- [Aim of the task]: Render every line of the records below as a JSON array of strings, one string per line, skipping blank lines. Omit the pictures from the output.

————

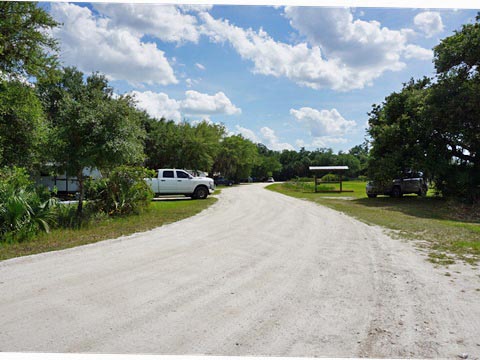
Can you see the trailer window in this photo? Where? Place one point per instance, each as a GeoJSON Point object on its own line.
{"type": "Point", "coordinates": [182, 175]}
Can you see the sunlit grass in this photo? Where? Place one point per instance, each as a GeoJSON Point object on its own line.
{"type": "Point", "coordinates": [157, 214]}
{"type": "Point", "coordinates": [450, 230]}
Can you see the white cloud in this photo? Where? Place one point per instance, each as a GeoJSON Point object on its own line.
{"type": "Point", "coordinates": [267, 137]}
{"type": "Point", "coordinates": [198, 103]}
{"type": "Point", "coordinates": [417, 52]}
{"type": "Point", "coordinates": [323, 124]}
{"type": "Point", "coordinates": [200, 66]}
{"type": "Point", "coordinates": [91, 44]}
{"type": "Point", "coordinates": [161, 105]}
{"type": "Point", "coordinates": [195, 8]}
{"type": "Point", "coordinates": [344, 54]}
{"type": "Point", "coordinates": [429, 22]}
{"type": "Point", "coordinates": [271, 140]}
{"type": "Point", "coordinates": [158, 105]}
{"type": "Point", "coordinates": [365, 48]}
{"type": "Point", "coordinates": [165, 22]}
{"type": "Point", "coordinates": [248, 134]}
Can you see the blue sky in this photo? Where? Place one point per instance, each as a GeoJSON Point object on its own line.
{"type": "Point", "coordinates": [284, 76]}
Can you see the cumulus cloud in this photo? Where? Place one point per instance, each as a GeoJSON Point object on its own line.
{"type": "Point", "coordinates": [200, 66]}
{"type": "Point", "coordinates": [91, 44]}
{"type": "Point", "coordinates": [267, 137]}
{"type": "Point", "coordinates": [326, 126]}
{"type": "Point", "coordinates": [271, 140]}
{"type": "Point", "coordinates": [165, 22]}
{"type": "Point", "coordinates": [363, 46]}
{"type": "Point", "coordinates": [203, 104]}
{"type": "Point", "coordinates": [158, 105]}
{"type": "Point", "coordinates": [417, 52]}
{"type": "Point", "coordinates": [343, 54]}
{"type": "Point", "coordinates": [161, 105]}
{"type": "Point", "coordinates": [429, 22]}
{"type": "Point", "coordinates": [247, 134]}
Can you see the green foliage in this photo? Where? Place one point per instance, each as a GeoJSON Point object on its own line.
{"type": "Point", "coordinates": [90, 127]}
{"type": "Point", "coordinates": [23, 211]}
{"type": "Point", "coordinates": [331, 177]}
{"type": "Point", "coordinates": [268, 163]}
{"type": "Point", "coordinates": [22, 125]}
{"type": "Point", "coordinates": [181, 145]}
{"type": "Point", "coordinates": [124, 191]}
{"type": "Point", "coordinates": [26, 48]}
{"type": "Point", "coordinates": [236, 158]}
{"type": "Point", "coordinates": [434, 126]}
{"type": "Point", "coordinates": [397, 131]}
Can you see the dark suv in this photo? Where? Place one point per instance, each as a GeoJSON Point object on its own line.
{"type": "Point", "coordinates": [410, 183]}
{"type": "Point", "coordinates": [223, 181]}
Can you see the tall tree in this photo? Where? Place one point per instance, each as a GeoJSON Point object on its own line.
{"type": "Point", "coordinates": [454, 113]}
{"type": "Point", "coordinates": [399, 133]}
{"type": "Point", "coordinates": [26, 48]}
{"type": "Point", "coordinates": [236, 158]}
{"type": "Point", "coordinates": [92, 128]}
{"type": "Point", "coordinates": [22, 125]}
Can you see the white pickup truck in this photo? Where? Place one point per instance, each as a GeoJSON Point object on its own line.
{"type": "Point", "coordinates": [180, 182]}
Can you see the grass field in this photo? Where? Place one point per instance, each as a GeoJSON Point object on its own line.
{"type": "Point", "coordinates": [158, 213]}
{"type": "Point", "coordinates": [450, 231]}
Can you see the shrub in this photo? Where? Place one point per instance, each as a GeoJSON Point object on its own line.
{"type": "Point", "coordinates": [24, 210]}
{"type": "Point", "coordinates": [124, 191]}
{"type": "Point", "coordinates": [331, 177]}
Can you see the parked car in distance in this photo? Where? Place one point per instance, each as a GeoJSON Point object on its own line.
{"type": "Point", "coordinates": [220, 180]}
{"type": "Point", "coordinates": [410, 183]}
{"type": "Point", "coordinates": [180, 182]}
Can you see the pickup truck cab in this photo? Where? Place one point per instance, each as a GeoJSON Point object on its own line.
{"type": "Point", "coordinates": [180, 182]}
{"type": "Point", "coordinates": [410, 183]}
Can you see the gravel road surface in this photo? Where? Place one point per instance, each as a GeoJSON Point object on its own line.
{"type": "Point", "coordinates": [258, 273]}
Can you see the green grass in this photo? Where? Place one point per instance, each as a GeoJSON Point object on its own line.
{"type": "Point", "coordinates": [450, 231]}
{"type": "Point", "coordinates": [157, 214]}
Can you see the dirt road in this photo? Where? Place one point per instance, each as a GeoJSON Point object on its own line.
{"type": "Point", "coordinates": [258, 273]}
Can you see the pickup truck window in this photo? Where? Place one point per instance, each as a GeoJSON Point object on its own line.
{"type": "Point", "coordinates": [182, 175]}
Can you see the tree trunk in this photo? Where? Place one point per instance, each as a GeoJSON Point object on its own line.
{"type": "Point", "coordinates": [81, 193]}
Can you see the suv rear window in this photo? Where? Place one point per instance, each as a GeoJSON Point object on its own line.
{"type": "Point", "coordinates": [182, 175]}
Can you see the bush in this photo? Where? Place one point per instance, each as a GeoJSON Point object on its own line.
{"type": "Point", "coordinates": [24, 209]}
{"type": "Point", "coordinates": [331, 177]}
{"type": "Point", "coordinates": [124, 191]}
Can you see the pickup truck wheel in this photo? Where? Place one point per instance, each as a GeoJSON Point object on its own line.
{"type": "Point", "coordinates": [396, 192]}
{"type": "Point", "coordinates": [422, 192]}
{"type": "Point", "coordinates": [201, 192]}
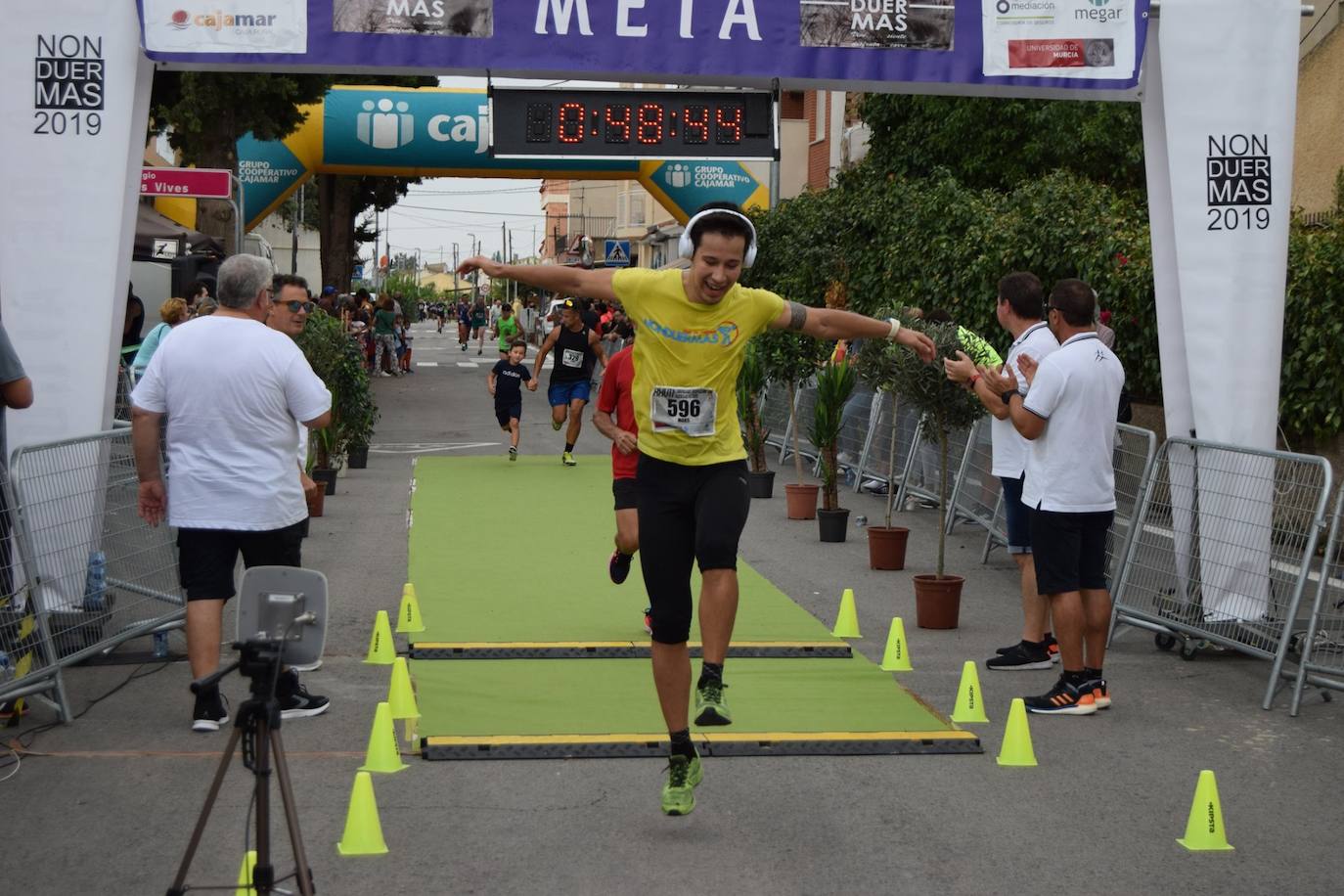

————

- [Correct response]:
[
  "Can you see the trailer window in this photo? Where? Place one point per instance, each as a GeoJSON Point object on its own line.",
  "{\"type\": \"Point\", \"coordinates\": [182, 175]}",
  "Can you see the sunlit grass in this photo? Where? Place one point per instance, each as a GeoJSON Point object on its own line.",
  "{\"type\": \"Point\", \"coordinates\": [157, 214]}",
  "{\"type\": \"Point\", \"coordinates\": [450, 230]}",
  "Can you see the white cloud in this photo? Where? Place one point per instance, each as a GeoJSON Point object on its own line.",
  "{\"type\": \"Point\", \"coordinates\": [267, 137]}",
  "{\"type\": \"Point\", \"coordinates\": [198, 103]}",
  "{\"type\": \"Point\", \"coordinates\": [417, 52]}",
  "{\"type\": \"Point\", \"coordinates\": [323, 124]}",
  "{\"type\": \"Point\", \"coordinates\": [200, 66]}",
  "{\"type\": \"Point\", \"coordinates\": [91, 44]}",
  "{\"type\": \"Point\", \"coordinates\": [161, 105]}",
  "{\"type\": \"Point\", \"coordinates\": [195, 8]}",
  "{\"type\": \"Point\", \"coordinates\": [344, 54]}",
  "{\"type\": \"Point\", \"coordinates\": [429, 22]}",
  "{\"type\": \"Point\", \"coordinates\": [271, 140]}",
  "{\"type\": \"Point\", \"coordinates\": [158, 105]}",
  "{\"type\": \"Point\", \"coordinates\": [365, 48]}",
  "{\"type\": \"Point\", \"coordinates\": [165, 22]}",
  "{\"type\": \"Point\", \"coordinates\": [248, 134]}",
  "Can you see the blue sky in this photo? Where? Place one point per instance, each as a GeoJSON Point object on its own line.",
  "{\"type\": \"Point\", \"coordinates\": [284, 76]}",
  "Can you see the cumulus cloud in this photo? Where? Place one point per instance, each as a GeoJSON Point object on its own line.",
  "{\"type\": \"Point\", \"coordinates\": [200, 66]}",
  "{\"type\": \"Point\", \"coordinates\": [91, 44]}",
  "{\"type\": \"Point\", \"coordinates\": [267, 137]}",
  "{\"type\": \"Point\", \"coordinates\": [326, 126]}",
  "{\"type\": \"Point\", \"coordinates\": [271, 140]}",
  "{\"type\": \"Point\", \"coordinates\": [165, 22]}",
  "{\"type\": \"Point\", \"coordinates\": [363, 46]}",
  "{\"type\": \"Point\", \"coordinates\": [203, 104]}",
  "{\"type\": \"Point\", \"coordinates\": [158, 105]}",
  "{\"type\": \"Point\", \"coordinates\": [417, 52]}",
  "{\"type\": \"Point\", \"coordinates\": [343, 54]}",
  "{\"type\": \"Point\", \"coordinates\": [161, 105]}",
  "{\"type\": \"Point\", \"coordinates\": [429, 22]}",
  "{\"type\": \"Point\", \"coordinates\": [247, 134]}",
  "Can you see the green foliage in this photo? Where? Place one point per instance, each as a GeoJSON Point object on its own line.",
  "{\"type\": \"Point\", \"coordinates\": [90, 127]}",
  "{\"type\": \"Point\", \"coordinates\": [23, 211]}",
  "{\"type\": \"Point\", \"coordinates\": [331, 177]}",
  "{\"type\": \"Point\", \"coordinates\": [268, 163]}",
  "{\"type\": \"Point\", \"coordinates\": [22, 125]}",
  "{\"type\": \"Point\", \"coordinates\": [181, 145]}",
  "{\"type\": \"Point\", \"coordinates\": [124, 191]}",
  "{\"type\": \"Point\", \"coordinates\": [26, 48]}",
  "{\"type\": \"Point\", \"coordinates\": [236, 158]}",
  "{\"type\": \"Point\", \"coordinates\": [434, 126]}",
  "{\"type\": \"Point\", \"coordinates\": [397, 131]}",
  "Can you see the dark suv in this photo? Where? Place one point per instance, each as a GeoJSON Point object on its own line.",
  "{\"type\": \"Point\", \"coordinates\": [410, 183]}",
  "{\"type\": \"Point\", \"coordinates\": [223, 181]}",
  "Can you see the tall tree in this photo? Where? Place one point per instance, each as a GeoJSON Point object on its own line.",
  "{\"type\": \"Point\", \"coordinates\": [454, 113]}",
  "{\"type\": \"Point\", \"coordinates\": [399, 133]}",
  "{\"type\": \"Point\", \"coordinates\": [26, 48]}",
  "{\"type\": \"Point\", \"coordinates\": [236, 158]}",
  "{\"type\": \"Point\", \"coordinates\": [92, 128]}",
  "{\"type\": \"Point\", \"coordinates\": [22, 125]}",
  "Can you see the white pickup truck in this photo? Where? Place one point per instance, each as a GeoJSON Point object on its own line.",
  "{\"type\": \"Point\", \"coordinates\": [180, 182]}",
  "Can you see the grass field in this photo? Where? Place one point per instance, each as a GeoJSON Point object on its own line.",
  "{\"type\": \"Point\", \"coordinates\": [158, 213]}",
  "{\"type\": \"Point\", \"coordinates\": [450, 231]}",
  "Can you see the shrub in this photo? Where? Place one point per instance, each as a GeoJSON Point object on its own line.",
  "{\"type\": \"Point\", \"coordinates\": [24, 210]}",
  "{\"type\": \"Point\", \"coordinates\": [124, 191]}",
  "{\"type\": \"Point\", \"coordinates\": [331, 177]}",
  "Can you see the parked car in distance in this photo? Where? Place one point per instance, each as a GeoJSON Point object on its own line.",
  "{\"type\": \"Point\", \"coordinates\": [220, 180]}",
  "{\"type\": \"Point\", \"coordinates\": [410, 183]}",
  "{\"type\": \"Point\", \"coordinates\": [180, 182]}",
  "Can you see the pickup truck cab in this photo? Where? Place one point per instance, each as a GeoJSON Point object on its own line.",
  "{\"type\": \"Point\", \"coordinates\": [180, 182]}",
  "{\"type\": \"Point\", \"coordinates\": [410, 183]}",
  "Can you see the gravel road surface in this photo? Where? Place one point per instance, each as a GeoJSON Point object on its own line.",
  "{\"type\": \"Point\", \"coordinates\": [258, 273]}",
  "Can you see the green grass in this photo? Where? Place one point per instance, each as a GeoJSON Point object on its own line.",
  "{\"type\": \"Point\", \"coordinates\": [450, 231]}",
  "{\"type\": \"Point\", \"coordinates\": [157, 214]}",
  "Can you see the dirt road in this photo? Where? Place one point per instance, each as a GeoJSON Point object on its own line.",
  "{\"type\": \"Point\", \"coordinates\": [258, 273]}",
  "Can you see the pickup truck window in this photo? Where? Place one point per instance, each as a GeoJSON Point object on its own line.",
  "{\"type\": \"Point\", \"coordinates\": [182, 175]}",
  "Can you see the tree trunk in this photo? Where? Place one point per instance, each as a GeoJSON Point object on its own line.",
  "{\"type\": \"Point\", \"coordinates\": [81, 193]}",
  "Can you see the suv rear window in this photo? Where? Place one point per instance, each as a GeoJSON Point object on its own line.",
  "{\"type\": \"Point\", \"coordinates\": [182, 175]}",
  "Can you see the bush in this photo? Where? Place one point per instance, each as a GeoJSON Point object on its own line.",
  "{\"type\": \"Point\", \"coordinates\": [24, 209]}",
  "{\"type\": \"Point\", \"coordinates\": [331, 177]}",
  "{\"type\": \"Point\", \"coordinates\": [124, 191]}",
  "Can you see the pickup truck wheel in this photo? Where? Place one point per instance, each as a GeoJSON Point object on its own line.",
  "{\"type\": \"Point\", \"coordinates\": [396, 192]}",
  "{\"type\": \"Point\", \"coordinates\": [422, 192]}",
  "{\"type\": \"Point\", \"coordinates\": [201, 192]}"
]